Locate each line in the material below that contains the string "spire" and copy those lines out in full.

========================================

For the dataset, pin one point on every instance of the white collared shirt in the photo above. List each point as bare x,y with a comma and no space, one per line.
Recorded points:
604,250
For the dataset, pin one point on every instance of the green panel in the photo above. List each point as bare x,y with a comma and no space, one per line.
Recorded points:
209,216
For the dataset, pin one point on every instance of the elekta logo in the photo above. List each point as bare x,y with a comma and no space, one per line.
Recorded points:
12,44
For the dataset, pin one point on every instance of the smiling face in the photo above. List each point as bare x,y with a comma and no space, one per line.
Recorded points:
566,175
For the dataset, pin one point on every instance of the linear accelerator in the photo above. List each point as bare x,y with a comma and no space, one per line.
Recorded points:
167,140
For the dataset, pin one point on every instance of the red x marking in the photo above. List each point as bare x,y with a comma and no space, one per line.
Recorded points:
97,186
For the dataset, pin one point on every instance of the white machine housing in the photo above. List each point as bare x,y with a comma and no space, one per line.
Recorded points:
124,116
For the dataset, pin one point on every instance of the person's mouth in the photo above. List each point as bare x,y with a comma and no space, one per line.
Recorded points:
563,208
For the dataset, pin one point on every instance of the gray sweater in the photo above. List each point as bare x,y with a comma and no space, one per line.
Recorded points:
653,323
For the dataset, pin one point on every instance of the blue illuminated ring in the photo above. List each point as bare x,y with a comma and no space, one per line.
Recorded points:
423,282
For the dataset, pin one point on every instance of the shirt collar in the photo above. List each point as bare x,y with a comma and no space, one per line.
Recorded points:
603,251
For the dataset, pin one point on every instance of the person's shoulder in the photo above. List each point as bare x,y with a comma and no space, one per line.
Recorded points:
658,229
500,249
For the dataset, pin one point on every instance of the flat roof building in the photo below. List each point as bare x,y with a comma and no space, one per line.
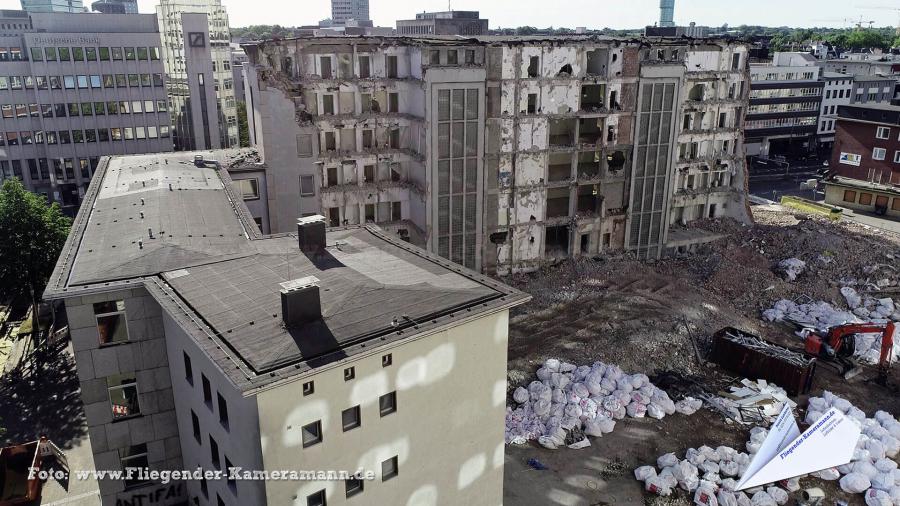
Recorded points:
73,88
201,342
503,153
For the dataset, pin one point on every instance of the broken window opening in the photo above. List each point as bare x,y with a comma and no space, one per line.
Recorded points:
592,96
615,161
589,164
533,66
590,131
532,103
557,202
696,93
562,132
559,167
596,62
589,199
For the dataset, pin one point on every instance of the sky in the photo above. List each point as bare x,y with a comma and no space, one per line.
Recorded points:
572,13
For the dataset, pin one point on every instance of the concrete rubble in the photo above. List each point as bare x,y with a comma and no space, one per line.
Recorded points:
566,397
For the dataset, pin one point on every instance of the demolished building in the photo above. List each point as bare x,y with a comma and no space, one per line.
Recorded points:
503,153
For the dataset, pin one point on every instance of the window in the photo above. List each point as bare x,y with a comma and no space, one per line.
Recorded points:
325,64
111,324
307,186
350,418
389,469
223,410
232,483
134,457
327,104
317,499
123,395
364,70
207,390
195,423
387,403
391,65
312,433
249,188
214,453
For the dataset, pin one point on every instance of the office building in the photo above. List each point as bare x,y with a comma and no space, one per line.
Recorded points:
200,343
498,165
75,87
346,10
867,143
197,59
115,6
444,23
68,6
785,100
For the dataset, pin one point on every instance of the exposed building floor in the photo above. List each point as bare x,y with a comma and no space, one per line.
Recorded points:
634,314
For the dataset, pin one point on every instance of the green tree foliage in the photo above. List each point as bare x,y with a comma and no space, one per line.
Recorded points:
243,126
32,235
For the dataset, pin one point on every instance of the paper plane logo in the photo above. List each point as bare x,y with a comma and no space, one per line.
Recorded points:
787,453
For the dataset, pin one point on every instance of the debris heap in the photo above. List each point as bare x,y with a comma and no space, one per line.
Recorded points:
567,398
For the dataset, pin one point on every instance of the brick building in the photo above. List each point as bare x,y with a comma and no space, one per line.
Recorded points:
867,143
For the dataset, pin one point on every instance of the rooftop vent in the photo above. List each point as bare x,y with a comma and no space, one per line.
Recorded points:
311,234
300,302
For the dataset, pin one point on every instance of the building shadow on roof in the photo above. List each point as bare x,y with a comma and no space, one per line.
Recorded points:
41,396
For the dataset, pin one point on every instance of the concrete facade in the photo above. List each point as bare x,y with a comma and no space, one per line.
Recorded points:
79,86
785,101
867,143
196,42
141,360
534,142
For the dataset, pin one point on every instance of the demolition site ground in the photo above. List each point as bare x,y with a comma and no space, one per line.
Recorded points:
658,317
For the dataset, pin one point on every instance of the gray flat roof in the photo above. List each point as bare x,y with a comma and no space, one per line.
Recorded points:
211,269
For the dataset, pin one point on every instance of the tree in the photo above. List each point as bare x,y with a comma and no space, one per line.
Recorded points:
32,235
243,126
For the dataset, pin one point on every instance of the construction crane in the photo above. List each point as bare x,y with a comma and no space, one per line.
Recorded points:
885,8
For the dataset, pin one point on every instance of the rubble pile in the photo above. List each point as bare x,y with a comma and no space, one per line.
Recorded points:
711,475
821,316
567,398
873,470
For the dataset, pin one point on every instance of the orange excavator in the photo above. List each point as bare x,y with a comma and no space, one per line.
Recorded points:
839,344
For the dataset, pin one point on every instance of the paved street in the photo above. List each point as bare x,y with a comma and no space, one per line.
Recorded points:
43,393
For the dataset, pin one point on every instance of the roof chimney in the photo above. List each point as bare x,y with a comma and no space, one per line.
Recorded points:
300,301
311,234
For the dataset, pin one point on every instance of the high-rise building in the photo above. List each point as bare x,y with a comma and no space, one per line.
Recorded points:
343,10
197,59
75,87
52,5
444,23
666,13
115,6
586,146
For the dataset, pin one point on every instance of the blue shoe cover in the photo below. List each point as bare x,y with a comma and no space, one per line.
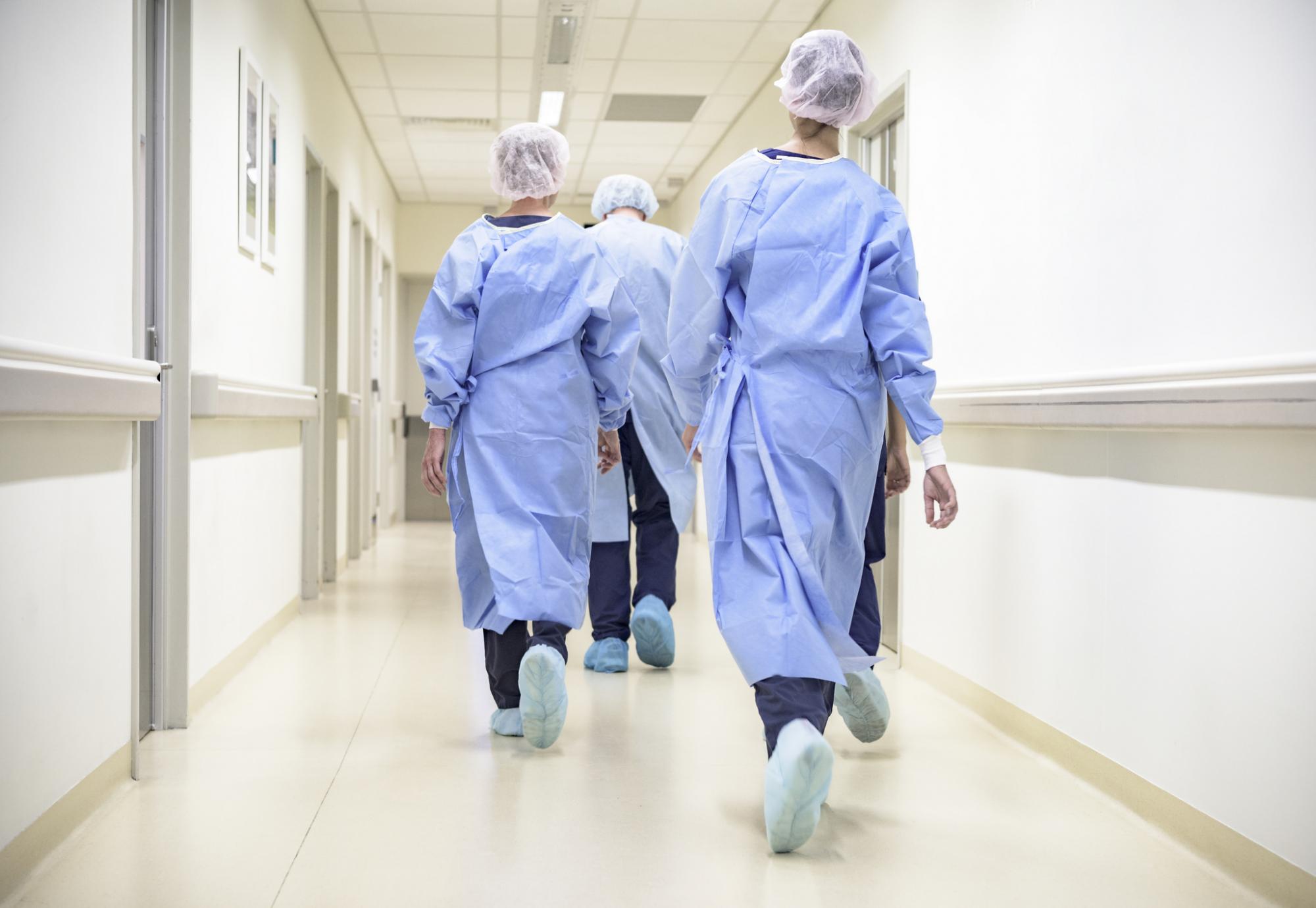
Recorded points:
799,774
609,656
506,723
656,639
544,695
864,706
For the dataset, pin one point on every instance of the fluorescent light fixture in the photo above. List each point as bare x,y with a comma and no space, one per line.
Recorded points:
551,107
563,39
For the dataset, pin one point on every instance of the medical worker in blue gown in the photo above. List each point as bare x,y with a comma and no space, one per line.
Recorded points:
527,344
653,456
799,294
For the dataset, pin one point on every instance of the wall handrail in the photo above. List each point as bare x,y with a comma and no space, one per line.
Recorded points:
49,382
1261,393
226,397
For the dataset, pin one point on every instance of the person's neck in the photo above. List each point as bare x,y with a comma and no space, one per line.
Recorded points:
823,145
527,207
634,214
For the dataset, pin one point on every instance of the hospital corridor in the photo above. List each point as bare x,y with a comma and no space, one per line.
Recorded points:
657,453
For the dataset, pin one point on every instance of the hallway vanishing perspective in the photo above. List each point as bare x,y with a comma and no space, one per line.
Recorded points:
351,764
357,353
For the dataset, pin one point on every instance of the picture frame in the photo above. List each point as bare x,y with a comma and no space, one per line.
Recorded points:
251,155
269,181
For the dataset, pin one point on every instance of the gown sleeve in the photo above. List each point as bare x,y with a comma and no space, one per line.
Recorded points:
698,318
897,324
611,340
445,335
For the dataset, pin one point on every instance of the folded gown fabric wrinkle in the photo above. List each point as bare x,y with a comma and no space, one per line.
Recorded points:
798,295
527,344
648,255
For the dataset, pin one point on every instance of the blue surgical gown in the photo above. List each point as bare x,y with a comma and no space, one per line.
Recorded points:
799,294
527,344
647,255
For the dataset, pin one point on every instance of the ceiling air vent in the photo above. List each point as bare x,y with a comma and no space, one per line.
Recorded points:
453,124
667,109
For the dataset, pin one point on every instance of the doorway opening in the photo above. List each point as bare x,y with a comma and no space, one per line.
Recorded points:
881,147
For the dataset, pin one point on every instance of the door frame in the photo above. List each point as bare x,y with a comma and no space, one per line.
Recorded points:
314,376
332,224
857,144
163,313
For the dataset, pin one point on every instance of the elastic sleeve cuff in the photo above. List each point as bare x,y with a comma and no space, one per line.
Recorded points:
438,418
934,452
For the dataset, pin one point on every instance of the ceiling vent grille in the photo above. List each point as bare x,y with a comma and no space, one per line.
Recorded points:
453,124
655,109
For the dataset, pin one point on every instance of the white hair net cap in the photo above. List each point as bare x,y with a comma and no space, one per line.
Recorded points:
623,191
826,78
528,161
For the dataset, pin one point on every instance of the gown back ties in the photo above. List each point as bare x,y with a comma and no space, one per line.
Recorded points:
728,360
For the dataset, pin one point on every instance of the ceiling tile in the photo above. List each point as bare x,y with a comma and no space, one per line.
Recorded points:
690,155
374,102
796,11
435,145
603,40
580,132
518,73
452,168
363,70
676,40
426,7
386,130
744,11
593,76
722,109
394,149
347,34
456,36
426,103
702,134
413,72
656,78
520,7
624,155
747,78
518,38
640,134
595,173
772,43
586,106
517,105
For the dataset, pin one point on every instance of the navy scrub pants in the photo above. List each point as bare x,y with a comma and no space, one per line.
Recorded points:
782,701
611,595
503,656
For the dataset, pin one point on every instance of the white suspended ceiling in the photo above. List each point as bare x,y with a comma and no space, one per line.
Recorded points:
420,68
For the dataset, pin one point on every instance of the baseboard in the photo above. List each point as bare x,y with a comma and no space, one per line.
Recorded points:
1234,853
214,681
35,844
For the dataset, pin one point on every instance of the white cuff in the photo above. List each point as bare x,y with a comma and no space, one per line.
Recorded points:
934,452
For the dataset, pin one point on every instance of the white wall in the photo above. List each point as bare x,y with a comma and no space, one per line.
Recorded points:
66,99
1098,186
249,322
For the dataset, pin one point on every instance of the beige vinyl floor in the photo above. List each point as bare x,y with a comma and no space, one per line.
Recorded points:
351,765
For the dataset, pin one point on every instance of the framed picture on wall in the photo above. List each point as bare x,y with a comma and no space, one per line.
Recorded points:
269,178
251,89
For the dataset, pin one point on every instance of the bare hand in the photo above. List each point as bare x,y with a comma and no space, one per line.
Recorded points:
898,470
432,465
939,489
610,451
688,439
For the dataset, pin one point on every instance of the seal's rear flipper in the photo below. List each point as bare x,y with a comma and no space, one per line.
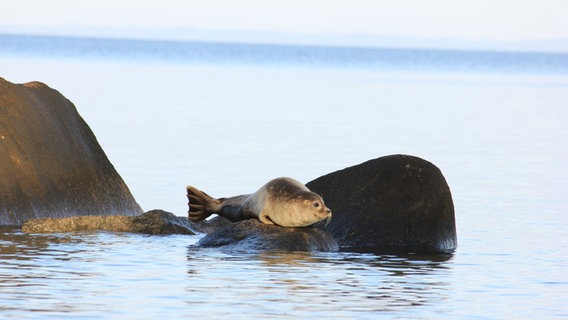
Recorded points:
201,205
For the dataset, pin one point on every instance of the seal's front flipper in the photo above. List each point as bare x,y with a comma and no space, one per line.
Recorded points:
201,205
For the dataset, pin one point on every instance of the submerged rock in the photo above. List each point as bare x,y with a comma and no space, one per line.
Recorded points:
51,164
397,203
152,222
252,234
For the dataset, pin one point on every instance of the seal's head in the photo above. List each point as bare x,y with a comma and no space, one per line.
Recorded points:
305,209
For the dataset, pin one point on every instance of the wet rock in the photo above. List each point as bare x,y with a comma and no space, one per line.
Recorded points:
396,204
211,225
51,164
252,234
161,222
156,222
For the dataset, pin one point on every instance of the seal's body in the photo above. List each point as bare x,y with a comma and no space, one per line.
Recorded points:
282,201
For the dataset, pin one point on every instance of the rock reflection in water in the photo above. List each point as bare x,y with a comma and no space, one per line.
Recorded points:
313,284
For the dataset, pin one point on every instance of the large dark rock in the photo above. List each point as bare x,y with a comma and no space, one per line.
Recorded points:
252,234
396,204
51,164
155,222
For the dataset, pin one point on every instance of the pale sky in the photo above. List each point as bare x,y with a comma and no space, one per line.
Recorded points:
474,20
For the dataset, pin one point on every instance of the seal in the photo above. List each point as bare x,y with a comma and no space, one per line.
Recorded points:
282,201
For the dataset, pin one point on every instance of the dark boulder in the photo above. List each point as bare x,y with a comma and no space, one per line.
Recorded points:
51,164
395,204
252,234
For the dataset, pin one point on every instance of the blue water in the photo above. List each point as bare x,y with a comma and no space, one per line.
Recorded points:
228,118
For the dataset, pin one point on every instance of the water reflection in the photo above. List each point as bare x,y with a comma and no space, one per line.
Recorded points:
311,283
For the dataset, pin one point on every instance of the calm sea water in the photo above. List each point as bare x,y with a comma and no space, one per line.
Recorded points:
228,118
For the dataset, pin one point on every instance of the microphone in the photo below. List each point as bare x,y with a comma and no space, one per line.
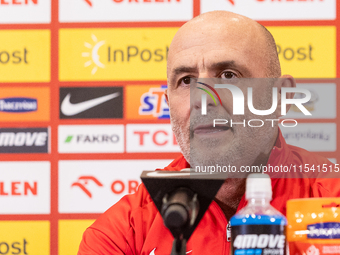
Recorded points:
182,198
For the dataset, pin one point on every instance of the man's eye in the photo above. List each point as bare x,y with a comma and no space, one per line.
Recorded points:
228,75
185,81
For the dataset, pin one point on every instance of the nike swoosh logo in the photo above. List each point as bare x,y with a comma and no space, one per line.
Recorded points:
69,109
153,252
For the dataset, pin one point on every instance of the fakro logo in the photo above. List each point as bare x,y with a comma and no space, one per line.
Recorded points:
93,138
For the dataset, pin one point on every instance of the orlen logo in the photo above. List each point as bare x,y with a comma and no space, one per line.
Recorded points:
18,188
117,186
153,103
18,105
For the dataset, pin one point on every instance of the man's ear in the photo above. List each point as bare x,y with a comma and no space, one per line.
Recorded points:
166,96
285,81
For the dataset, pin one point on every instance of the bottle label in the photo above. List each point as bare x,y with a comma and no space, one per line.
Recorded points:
258,240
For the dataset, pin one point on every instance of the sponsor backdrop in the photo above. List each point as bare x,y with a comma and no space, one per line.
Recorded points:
82,110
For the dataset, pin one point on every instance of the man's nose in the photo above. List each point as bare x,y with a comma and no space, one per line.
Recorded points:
202,98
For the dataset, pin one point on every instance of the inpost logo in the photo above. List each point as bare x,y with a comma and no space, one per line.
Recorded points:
304,55
25,237
106,54
27,53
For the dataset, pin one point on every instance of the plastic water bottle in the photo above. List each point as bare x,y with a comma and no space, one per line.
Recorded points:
258,228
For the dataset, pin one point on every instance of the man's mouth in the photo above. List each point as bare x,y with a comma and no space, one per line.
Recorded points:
210,129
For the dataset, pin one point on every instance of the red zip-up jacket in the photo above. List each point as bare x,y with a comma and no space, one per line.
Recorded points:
134,225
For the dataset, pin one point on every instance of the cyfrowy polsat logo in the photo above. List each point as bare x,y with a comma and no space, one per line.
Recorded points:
238,101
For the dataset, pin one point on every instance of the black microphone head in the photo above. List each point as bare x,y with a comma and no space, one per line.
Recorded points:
161,184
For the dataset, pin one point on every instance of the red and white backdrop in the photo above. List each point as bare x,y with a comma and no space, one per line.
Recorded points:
82,111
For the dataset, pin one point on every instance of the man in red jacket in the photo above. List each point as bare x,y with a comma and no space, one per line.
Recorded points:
214,45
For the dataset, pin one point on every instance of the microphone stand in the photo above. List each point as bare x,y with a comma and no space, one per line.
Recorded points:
179,212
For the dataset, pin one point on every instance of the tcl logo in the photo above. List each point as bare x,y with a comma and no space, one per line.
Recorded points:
18,2
151,138
159,137
18,188
117,187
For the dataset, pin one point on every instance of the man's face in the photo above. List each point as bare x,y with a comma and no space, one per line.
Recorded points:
203,51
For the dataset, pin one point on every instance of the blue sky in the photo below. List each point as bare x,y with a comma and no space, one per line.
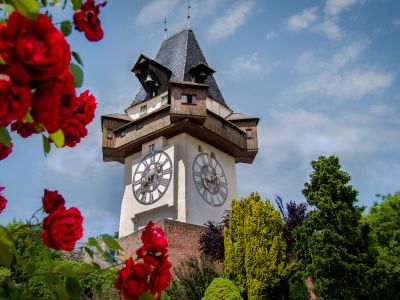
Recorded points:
323,76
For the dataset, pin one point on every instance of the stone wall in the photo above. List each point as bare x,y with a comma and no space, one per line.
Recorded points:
182,240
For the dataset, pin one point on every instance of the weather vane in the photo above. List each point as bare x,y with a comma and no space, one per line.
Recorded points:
188,16
165,28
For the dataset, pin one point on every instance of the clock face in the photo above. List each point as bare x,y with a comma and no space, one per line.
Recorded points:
210,179
152,177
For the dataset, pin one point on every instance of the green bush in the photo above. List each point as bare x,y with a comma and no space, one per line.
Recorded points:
192,277
222,289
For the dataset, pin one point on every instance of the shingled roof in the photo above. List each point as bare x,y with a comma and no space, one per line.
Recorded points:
180,53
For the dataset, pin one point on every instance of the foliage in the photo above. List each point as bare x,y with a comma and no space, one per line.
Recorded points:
384,219
297,289
255,250
222,289
293,217
41,273
335,250
211,242
192,277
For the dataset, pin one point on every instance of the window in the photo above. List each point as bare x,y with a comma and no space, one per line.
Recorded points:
189,99
249,133
143,110
164,100
109,134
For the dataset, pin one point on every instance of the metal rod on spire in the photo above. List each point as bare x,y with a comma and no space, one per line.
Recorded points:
188,16
165,28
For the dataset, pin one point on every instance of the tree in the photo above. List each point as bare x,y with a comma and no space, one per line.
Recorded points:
211,242
384,219
334,249
293,217
222,289
255,249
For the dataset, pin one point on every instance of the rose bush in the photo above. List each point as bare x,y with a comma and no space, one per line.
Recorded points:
151,275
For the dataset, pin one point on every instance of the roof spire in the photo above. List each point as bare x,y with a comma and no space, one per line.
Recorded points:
165,28
188,16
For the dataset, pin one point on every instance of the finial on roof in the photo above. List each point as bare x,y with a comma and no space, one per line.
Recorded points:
188,16
165,28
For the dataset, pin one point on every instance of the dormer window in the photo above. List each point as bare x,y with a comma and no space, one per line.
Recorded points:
249,133
143,111
188,99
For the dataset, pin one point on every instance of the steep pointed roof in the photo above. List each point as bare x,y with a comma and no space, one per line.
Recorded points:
180,53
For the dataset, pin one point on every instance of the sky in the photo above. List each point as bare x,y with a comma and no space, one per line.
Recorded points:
322,76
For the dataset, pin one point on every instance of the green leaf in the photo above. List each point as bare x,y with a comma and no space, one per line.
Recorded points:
76,4
77,58
111,243
28,118
66,27
46,145
73,288
6,256
58,138
89,251
92,242
147,296
78,75
5,138
28,8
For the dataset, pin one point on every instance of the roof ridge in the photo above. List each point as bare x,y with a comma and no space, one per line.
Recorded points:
185,59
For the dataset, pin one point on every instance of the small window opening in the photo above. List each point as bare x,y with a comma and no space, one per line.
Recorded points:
189,99
164,100
110,134
143,110
249,133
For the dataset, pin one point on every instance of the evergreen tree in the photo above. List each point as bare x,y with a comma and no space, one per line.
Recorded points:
384,219
332,250
255,249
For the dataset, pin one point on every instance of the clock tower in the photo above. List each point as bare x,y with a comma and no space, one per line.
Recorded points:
178,139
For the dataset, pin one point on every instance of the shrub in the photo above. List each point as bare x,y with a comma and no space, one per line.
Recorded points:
222,289
192,277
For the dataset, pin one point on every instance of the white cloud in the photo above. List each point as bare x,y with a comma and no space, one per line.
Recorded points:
335,7
339,76
396,23
329,28
271,35
155,11
354,84
230,22
302,20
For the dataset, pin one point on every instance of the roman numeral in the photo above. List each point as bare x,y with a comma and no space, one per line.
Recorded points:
164,182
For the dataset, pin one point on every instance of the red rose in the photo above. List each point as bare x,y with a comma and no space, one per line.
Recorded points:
132,279
38,45
62,228
3,201
52,200
14,100
5,151
154,241
160,277
54,101
86,20
85,105
74,129
23,129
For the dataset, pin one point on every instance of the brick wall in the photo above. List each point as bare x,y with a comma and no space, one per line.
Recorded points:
182,240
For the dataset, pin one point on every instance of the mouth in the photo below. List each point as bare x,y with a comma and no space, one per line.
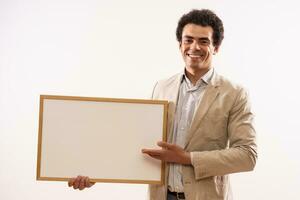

========================================

Solved exercise:
For the dataset, pin one point on every instance of the metal rod on spire in the photo above. List each point as bare x,y with a comma and no space, one per line.
For the dataset, pin one point on every instance of the roof spire in the photo above. List each point as bare x,y with a comma and no space, one per line.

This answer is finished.